• _EXERCISE REQUIREMENTS_:
Your task is to return the span of lines beginning at the one with "of the fine" and ending at the last line of the data, exactly as it stands.

****

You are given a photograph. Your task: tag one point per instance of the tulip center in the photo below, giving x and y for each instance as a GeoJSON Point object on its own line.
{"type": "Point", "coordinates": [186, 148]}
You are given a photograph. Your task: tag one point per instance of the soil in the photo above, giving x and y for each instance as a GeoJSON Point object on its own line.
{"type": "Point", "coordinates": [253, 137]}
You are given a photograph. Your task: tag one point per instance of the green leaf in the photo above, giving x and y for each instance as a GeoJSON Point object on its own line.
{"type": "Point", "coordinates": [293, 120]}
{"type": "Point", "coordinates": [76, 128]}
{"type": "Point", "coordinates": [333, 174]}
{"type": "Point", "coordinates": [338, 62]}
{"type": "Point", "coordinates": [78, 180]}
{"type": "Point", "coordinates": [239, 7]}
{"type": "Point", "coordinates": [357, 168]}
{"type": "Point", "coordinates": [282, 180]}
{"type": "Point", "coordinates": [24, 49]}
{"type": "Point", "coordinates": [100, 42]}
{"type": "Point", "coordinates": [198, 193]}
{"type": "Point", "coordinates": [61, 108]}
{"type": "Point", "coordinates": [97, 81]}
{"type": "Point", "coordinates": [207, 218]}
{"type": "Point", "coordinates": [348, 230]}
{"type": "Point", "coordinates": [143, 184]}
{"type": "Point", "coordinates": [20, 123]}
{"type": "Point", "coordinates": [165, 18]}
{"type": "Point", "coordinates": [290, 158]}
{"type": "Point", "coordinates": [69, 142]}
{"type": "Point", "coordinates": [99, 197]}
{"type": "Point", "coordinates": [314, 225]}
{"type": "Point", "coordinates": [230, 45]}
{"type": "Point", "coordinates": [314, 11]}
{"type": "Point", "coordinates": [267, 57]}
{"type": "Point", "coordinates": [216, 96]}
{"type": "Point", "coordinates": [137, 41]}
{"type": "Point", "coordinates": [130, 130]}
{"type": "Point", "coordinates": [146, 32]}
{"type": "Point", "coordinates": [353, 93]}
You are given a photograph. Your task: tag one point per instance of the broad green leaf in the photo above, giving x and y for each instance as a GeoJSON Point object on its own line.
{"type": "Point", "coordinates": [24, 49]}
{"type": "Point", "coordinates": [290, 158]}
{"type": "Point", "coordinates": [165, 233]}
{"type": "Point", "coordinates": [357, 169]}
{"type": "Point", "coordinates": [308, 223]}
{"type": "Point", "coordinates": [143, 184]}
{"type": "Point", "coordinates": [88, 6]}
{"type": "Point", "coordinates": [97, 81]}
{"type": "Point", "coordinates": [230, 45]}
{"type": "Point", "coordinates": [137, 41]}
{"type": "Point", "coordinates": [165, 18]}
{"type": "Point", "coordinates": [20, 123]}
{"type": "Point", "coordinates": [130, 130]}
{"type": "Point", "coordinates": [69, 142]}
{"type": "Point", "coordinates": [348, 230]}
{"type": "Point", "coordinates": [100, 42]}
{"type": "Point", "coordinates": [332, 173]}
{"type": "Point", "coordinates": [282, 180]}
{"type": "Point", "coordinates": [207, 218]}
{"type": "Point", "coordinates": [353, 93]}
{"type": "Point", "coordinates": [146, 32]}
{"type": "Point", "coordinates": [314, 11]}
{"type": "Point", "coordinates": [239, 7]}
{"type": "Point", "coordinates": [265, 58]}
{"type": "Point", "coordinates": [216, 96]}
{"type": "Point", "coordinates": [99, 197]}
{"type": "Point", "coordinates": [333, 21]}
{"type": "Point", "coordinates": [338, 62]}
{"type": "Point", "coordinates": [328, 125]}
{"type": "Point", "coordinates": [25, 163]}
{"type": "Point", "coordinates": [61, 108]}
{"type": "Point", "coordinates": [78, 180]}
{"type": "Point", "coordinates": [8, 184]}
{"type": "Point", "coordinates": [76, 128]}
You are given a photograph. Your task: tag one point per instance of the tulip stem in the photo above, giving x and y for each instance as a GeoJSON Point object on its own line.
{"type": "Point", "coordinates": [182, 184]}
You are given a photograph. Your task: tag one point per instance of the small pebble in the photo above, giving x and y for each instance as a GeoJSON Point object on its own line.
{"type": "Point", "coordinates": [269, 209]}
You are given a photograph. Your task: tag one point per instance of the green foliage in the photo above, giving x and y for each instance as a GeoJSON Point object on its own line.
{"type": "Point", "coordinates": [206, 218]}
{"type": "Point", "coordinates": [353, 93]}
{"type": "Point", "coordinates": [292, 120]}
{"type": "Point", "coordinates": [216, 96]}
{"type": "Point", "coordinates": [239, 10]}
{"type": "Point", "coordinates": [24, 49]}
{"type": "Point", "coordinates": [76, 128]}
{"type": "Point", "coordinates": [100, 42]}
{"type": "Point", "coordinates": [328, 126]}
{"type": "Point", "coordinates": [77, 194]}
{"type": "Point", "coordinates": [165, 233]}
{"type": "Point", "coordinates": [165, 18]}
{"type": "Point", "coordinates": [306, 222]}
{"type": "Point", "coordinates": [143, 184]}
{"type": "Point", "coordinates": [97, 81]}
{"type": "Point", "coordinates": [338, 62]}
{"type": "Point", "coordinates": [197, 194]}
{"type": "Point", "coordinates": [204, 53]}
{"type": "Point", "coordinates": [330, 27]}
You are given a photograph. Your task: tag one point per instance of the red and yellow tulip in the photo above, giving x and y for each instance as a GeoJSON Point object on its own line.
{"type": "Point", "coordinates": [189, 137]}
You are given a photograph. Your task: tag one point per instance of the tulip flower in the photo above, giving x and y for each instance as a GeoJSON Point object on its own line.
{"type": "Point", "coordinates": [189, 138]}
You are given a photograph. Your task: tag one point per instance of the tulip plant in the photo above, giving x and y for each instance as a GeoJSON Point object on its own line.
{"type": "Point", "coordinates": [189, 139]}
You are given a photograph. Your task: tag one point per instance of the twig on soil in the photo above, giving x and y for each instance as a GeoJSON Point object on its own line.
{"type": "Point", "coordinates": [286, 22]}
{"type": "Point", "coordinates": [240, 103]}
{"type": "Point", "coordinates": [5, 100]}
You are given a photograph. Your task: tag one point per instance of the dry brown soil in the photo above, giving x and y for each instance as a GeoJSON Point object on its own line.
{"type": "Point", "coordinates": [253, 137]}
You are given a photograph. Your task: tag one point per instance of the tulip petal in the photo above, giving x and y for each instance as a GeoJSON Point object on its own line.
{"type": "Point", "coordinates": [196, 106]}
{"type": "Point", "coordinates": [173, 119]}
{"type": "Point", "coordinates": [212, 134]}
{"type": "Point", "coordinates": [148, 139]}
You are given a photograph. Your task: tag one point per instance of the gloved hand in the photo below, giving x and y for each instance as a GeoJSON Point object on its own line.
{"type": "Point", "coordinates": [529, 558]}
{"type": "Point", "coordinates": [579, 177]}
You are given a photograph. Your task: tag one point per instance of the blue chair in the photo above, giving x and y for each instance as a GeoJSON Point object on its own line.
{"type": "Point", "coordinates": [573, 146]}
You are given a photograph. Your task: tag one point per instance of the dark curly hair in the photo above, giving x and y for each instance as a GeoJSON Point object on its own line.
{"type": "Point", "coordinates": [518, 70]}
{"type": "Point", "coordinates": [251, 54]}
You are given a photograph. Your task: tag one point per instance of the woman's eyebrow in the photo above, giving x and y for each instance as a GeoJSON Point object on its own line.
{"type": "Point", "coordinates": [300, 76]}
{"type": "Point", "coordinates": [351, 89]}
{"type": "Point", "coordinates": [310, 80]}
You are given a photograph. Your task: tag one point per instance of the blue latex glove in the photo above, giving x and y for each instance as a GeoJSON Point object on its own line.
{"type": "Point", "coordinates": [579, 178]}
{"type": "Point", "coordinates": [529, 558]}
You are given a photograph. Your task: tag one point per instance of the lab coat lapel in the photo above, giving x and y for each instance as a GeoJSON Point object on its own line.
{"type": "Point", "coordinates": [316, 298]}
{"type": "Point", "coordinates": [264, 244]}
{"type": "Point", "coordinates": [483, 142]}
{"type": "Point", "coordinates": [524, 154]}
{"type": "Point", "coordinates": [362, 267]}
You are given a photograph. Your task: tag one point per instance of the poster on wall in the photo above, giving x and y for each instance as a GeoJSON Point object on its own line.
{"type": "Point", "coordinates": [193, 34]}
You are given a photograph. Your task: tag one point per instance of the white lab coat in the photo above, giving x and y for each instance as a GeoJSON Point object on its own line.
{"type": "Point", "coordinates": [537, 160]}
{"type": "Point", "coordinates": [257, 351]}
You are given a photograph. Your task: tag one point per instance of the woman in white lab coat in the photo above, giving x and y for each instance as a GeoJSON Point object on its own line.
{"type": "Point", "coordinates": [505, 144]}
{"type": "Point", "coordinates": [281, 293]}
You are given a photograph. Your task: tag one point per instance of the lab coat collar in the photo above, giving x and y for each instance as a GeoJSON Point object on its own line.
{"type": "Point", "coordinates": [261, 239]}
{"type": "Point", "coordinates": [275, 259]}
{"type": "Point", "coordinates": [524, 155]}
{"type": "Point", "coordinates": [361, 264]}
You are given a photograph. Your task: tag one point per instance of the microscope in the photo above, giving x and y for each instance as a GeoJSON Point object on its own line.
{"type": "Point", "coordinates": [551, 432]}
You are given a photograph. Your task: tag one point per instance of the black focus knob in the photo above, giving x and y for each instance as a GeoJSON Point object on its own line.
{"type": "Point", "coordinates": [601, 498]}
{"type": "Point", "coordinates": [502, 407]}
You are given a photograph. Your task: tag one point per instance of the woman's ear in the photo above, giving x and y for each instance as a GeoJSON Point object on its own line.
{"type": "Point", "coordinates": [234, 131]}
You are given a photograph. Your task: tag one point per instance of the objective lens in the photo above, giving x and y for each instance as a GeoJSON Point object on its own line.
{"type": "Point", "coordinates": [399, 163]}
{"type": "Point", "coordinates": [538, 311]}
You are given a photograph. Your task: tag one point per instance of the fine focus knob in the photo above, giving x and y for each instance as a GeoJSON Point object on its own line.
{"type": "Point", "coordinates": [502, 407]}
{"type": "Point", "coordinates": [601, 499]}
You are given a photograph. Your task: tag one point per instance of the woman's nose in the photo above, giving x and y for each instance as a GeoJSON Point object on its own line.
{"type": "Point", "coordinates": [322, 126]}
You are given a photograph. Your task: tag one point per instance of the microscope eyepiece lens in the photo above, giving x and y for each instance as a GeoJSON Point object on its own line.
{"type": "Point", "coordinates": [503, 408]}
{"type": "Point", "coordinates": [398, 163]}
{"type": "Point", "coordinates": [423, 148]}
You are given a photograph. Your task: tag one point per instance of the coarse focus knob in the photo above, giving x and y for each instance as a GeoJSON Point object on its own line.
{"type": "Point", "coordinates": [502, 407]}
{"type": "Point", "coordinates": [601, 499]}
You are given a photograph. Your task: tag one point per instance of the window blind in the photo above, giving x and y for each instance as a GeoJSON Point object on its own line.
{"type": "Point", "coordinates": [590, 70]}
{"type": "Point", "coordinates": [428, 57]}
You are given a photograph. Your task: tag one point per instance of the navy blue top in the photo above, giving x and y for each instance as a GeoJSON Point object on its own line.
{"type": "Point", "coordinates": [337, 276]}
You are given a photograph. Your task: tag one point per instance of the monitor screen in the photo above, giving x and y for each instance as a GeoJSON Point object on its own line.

****

• _WRITTEN SOLUTION_:
You are given a photograph. Your task: tag one point per instance of the fine focus knob in the photo above, giving x and y for each instance as a GeoJSON Point object on its own line.
{"type": "Point", "coordinates": [502, 407]}
{"type": "Point", "coordinates": [601, 499]}
You are given a photograph. Your task: tag one point per instance of the woman's nose in the photo above, giving x and y for each instance as a GeoJSON Point object on its own line.
{"type": "Point", "coordinates": [322, 126]}
You are given a photograph. Your task: tag one point per instance of the microscope eyepiece lens in the photo above, giving x and y for each instance as a GeoJSON Point object on its own line.
{"type": "Point", "coordinates": [503, 408]}
{"type": "Point", "coordinates": [398, 163]}
{"type": "Point", "coordinates": [423, 148]}
You are given a photograph. Your task: tag one point per instance of the coarse focus knob in the photo above, giving x and y for each instance as a GeoJSON Point object on its own line.
{"type": "Point", "coordinates": [502, 407]}
{"type": "Point", "coordinates": [601, 499]}
You are given a photograph. Your task: tag one point per instance of the window blind in the photo above, giving x and y for each instance as a GeoJSON Point object on its own line.
{"type": "Point", "coordinates": [590, 70]}
{"type": "Point", "coordinates": [428, 57]}
You are given a photograph. Your task: tag one point per instance of the navy blue top in the photo above, giving x and y for each instance as a GeoJSON Point object on its own line.
{"type": "Point", "coordinates": [337, 276]}
You are given a photograph. Your task: tag one point per instance of the monitor screen in the photo above, giving x and y for each instance as a GeoJSON Point object on its own line.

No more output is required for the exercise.